### PROVIDED DATA

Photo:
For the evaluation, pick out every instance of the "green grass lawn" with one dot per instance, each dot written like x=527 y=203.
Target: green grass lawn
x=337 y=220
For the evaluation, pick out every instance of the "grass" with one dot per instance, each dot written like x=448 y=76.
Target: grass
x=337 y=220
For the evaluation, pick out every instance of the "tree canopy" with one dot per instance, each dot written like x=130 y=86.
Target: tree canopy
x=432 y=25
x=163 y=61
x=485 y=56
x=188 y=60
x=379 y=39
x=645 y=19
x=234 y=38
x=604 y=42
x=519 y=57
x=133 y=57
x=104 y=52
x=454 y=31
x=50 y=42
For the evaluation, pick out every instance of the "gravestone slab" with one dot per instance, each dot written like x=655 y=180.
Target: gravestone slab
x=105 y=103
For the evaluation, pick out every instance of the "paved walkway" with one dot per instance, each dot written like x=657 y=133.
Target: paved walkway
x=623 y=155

######

■ **EXERCISE GOAL**
Reproduce the data above, switching each occurrence of "one dot per instance" to "a single dot for each instance" and keeping everything else the same.

■ **THE RESULT**
Photo:
For the evaluation, pick out every instance of the "green grass lawn" with a single dot for each instance, each dot written like x=527 y=203.
Target: green grass lawn
x=337 y=220
For the evaluation, pick out every instance of the "grass" with a single dot for each instance, each dot written like x=448 y=76.
Target: grass
x=337 y=220
For the evaluation, pick out every instance of the "tree canopy" with a single dot for each instance, each dot written like x=130 y=86.
Target: tree canopy
x=432 y=25
x=163 y=61
x=485 y=56
x=188 y=60
x=379 y=39
x=645 y=19
x=234 y=38
x=604 y=42
x=519 y=57
x=133 y=57
x=104 y=52
x=454 y=31
x=50 y=42
For the evaluation, pick out every instance of the "gravestone slab" with a single dot for each instance, each dot written like x=655 y=180.
Target: gravestone slab
x=105 y=103
For the evaluation, pick out every instance of the "paved walkway" with a single dot for each instance, each dot written like x=657 y=133.
Target: paved walkway
x=623 y=155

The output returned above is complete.